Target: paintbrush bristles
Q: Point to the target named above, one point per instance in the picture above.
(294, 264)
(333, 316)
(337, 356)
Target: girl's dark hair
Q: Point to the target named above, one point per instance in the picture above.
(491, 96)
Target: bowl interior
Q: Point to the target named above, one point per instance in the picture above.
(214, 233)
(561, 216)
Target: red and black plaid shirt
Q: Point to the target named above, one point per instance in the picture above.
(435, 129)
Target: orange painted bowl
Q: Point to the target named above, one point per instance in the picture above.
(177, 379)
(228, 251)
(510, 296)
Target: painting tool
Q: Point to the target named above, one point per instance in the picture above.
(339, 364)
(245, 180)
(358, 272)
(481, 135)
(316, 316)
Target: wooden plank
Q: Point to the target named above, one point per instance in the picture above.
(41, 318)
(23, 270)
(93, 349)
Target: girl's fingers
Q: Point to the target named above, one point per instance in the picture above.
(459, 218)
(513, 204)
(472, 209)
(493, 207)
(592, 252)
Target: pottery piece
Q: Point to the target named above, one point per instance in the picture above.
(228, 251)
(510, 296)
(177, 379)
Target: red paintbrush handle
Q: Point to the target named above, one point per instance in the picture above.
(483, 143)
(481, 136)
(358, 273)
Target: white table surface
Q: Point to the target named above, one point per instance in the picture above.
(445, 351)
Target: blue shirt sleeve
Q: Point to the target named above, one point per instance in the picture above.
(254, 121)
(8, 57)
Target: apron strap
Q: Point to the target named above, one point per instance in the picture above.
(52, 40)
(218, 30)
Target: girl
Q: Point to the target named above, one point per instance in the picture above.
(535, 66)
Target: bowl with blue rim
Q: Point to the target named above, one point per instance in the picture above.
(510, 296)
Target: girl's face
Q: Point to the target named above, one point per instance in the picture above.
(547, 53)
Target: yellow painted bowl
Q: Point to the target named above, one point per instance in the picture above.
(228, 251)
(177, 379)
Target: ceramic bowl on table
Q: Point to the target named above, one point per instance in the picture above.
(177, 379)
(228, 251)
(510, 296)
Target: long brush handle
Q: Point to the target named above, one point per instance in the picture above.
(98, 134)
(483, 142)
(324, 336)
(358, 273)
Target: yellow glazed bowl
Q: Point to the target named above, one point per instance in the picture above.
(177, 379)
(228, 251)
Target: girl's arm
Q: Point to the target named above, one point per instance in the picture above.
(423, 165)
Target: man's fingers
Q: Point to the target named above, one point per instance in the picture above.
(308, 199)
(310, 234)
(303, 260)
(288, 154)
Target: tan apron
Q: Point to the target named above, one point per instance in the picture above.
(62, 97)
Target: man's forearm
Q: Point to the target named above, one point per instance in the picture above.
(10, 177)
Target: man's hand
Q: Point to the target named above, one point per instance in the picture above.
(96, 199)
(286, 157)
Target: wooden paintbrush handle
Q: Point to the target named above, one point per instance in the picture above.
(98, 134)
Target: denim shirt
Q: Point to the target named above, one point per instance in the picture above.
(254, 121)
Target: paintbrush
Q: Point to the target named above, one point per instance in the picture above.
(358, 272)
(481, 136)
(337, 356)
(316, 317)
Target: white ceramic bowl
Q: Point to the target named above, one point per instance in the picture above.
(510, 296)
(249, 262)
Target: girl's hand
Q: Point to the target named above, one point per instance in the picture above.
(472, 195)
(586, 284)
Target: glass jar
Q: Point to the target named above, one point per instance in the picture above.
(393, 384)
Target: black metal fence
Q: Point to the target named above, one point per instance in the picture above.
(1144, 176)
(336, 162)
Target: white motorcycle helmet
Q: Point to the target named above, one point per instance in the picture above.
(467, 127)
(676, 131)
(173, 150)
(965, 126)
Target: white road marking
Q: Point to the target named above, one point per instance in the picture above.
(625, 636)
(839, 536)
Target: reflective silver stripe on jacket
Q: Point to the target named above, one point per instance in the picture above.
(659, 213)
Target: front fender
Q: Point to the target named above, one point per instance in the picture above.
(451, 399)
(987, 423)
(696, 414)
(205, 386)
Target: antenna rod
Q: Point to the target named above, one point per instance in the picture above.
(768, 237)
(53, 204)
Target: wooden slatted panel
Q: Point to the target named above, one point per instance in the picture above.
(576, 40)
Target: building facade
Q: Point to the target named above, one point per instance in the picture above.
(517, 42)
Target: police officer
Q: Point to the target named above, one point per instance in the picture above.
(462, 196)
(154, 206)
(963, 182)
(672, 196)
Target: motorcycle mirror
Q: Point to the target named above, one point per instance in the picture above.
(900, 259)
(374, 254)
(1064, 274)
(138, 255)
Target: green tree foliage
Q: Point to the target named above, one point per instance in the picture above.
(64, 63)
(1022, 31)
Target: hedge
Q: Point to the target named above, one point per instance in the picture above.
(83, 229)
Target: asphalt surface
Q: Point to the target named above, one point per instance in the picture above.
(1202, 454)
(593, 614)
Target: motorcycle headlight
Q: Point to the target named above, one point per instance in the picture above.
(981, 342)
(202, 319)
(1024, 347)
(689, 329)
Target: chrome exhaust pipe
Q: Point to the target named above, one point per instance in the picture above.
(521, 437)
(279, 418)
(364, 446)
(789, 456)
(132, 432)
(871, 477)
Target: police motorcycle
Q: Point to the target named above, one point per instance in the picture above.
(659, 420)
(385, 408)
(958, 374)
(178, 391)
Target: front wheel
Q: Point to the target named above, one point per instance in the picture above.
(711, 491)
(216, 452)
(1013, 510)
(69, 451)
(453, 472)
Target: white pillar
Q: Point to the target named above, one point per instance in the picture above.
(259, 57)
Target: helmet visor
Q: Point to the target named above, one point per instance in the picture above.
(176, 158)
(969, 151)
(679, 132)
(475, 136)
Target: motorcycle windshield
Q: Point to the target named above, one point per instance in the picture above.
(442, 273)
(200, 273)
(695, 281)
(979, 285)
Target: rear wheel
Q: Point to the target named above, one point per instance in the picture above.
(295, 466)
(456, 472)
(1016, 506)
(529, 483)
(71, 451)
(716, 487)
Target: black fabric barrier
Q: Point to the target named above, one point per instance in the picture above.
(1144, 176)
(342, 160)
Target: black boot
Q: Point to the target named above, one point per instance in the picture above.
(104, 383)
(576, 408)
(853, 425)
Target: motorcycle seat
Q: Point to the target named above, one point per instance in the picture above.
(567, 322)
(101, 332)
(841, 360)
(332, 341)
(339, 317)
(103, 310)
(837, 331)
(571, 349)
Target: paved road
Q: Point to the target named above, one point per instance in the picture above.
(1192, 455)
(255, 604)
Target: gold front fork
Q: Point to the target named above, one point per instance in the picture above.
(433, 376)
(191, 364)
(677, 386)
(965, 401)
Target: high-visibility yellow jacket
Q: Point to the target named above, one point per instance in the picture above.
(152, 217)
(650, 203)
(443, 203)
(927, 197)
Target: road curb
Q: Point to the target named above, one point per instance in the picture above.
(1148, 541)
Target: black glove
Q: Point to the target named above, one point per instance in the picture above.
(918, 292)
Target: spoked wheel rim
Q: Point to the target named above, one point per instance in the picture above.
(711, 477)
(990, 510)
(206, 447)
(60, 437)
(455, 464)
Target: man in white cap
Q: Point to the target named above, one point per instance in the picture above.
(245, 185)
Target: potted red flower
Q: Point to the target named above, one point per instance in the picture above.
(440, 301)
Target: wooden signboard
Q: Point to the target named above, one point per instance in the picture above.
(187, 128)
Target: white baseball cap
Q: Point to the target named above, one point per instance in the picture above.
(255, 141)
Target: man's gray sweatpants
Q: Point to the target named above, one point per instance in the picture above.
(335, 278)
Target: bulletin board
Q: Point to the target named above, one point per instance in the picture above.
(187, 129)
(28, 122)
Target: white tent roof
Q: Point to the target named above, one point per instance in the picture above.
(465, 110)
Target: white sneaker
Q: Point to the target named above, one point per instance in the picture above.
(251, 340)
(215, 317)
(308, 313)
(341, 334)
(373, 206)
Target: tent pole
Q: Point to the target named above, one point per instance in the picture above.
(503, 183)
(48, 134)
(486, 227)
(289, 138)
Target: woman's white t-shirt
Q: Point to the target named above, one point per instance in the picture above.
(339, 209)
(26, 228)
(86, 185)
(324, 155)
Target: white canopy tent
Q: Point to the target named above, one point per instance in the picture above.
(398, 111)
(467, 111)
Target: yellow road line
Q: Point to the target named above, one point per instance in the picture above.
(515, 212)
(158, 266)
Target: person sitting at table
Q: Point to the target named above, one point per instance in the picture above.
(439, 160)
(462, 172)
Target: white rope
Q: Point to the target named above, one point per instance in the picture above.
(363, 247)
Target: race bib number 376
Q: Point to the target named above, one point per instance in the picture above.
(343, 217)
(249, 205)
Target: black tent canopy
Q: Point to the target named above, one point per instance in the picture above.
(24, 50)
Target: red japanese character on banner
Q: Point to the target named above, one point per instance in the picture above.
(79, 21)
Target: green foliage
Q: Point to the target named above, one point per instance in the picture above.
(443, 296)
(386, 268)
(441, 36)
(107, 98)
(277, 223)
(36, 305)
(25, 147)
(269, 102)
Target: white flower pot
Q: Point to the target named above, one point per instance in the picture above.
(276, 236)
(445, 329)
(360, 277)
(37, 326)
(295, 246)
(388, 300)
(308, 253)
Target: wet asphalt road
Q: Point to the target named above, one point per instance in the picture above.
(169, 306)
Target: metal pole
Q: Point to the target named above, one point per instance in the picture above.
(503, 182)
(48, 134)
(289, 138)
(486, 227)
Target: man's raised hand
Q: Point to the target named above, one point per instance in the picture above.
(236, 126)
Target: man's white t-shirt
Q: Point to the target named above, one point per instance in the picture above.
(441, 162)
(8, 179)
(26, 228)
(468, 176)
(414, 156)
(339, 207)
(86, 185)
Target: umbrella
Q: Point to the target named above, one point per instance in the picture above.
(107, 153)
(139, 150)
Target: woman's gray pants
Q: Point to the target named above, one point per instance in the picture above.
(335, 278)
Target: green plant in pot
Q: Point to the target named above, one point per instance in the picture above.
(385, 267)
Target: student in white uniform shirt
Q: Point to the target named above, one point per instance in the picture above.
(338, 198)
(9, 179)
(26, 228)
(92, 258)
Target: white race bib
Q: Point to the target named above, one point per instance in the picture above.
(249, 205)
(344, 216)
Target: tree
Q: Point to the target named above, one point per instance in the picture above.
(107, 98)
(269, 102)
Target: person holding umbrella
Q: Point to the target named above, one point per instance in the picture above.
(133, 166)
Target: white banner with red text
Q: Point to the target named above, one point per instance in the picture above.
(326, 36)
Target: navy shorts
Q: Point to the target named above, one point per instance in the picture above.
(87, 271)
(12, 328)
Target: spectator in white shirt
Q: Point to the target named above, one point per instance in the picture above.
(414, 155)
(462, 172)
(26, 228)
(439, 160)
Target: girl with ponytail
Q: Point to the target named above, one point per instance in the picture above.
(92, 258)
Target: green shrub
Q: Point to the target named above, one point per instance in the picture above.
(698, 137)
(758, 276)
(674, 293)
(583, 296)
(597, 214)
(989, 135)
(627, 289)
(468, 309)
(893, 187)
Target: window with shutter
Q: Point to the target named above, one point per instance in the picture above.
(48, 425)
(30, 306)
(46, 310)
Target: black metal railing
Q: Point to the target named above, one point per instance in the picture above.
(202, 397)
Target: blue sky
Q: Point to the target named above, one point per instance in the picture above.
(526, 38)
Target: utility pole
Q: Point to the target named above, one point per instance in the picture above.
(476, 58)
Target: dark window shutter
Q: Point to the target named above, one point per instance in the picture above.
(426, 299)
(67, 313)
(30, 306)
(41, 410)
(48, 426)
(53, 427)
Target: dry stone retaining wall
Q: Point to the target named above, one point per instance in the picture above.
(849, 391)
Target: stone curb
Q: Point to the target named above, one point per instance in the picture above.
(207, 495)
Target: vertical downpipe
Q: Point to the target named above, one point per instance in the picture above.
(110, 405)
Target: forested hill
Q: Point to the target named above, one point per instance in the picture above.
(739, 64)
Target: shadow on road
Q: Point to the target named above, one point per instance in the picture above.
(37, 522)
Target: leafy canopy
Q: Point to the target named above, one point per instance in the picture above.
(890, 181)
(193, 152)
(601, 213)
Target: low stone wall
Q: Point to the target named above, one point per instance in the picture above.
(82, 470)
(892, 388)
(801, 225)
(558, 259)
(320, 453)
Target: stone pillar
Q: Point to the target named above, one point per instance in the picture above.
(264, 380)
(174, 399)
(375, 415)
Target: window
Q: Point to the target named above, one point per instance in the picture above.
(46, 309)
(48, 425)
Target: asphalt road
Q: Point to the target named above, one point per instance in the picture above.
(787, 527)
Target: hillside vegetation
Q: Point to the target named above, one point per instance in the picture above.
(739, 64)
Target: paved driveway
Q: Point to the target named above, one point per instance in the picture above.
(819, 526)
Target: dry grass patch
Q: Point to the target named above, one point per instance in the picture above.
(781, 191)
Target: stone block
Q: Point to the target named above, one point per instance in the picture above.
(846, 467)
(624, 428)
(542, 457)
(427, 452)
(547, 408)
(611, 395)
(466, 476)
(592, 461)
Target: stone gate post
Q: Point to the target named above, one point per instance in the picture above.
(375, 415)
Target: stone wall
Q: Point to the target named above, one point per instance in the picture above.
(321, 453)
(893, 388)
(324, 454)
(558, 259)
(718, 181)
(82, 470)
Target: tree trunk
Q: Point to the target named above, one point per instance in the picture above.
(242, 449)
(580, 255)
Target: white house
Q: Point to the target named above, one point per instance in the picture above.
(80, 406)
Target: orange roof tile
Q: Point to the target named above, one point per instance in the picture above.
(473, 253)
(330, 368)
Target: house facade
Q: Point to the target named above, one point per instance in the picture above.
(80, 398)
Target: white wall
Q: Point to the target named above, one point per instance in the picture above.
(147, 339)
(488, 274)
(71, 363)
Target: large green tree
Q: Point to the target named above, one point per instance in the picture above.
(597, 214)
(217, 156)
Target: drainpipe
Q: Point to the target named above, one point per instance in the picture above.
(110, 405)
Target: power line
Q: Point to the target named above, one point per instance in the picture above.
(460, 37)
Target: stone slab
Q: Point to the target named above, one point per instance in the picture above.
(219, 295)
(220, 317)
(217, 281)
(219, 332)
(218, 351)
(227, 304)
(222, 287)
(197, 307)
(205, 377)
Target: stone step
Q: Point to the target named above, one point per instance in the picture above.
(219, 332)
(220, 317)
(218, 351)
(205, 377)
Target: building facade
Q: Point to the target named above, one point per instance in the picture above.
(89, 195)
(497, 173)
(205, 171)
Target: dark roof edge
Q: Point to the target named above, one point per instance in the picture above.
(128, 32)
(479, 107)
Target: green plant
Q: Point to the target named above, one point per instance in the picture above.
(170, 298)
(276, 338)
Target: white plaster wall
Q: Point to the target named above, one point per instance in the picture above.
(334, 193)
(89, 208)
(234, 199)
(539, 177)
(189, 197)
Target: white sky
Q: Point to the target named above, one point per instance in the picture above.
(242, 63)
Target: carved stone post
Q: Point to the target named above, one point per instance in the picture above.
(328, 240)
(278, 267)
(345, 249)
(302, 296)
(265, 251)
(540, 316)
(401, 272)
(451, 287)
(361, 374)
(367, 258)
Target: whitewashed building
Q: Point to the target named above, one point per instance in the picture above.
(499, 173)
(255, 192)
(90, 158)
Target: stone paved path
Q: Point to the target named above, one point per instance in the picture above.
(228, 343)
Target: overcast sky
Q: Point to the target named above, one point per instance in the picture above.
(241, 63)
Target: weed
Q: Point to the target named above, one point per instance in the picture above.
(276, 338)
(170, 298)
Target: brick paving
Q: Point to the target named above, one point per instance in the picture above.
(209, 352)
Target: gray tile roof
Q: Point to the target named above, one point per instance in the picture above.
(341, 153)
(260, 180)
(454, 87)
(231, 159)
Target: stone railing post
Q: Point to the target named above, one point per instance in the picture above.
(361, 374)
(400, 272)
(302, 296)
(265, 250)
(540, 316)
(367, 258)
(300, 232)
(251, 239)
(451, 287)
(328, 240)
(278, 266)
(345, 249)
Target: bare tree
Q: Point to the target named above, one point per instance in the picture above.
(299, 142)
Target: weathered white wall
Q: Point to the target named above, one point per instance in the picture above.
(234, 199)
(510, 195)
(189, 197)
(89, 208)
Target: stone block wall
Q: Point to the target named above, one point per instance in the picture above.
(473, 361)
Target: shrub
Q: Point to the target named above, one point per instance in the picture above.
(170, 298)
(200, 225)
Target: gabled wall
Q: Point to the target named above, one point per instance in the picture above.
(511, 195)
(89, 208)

Problem: Search the data above for the string "tent" and return every line that has it.

Answer section:
Target: white tent roof
Target: tent pole
Target: white canopy tent
Target: black tent canopy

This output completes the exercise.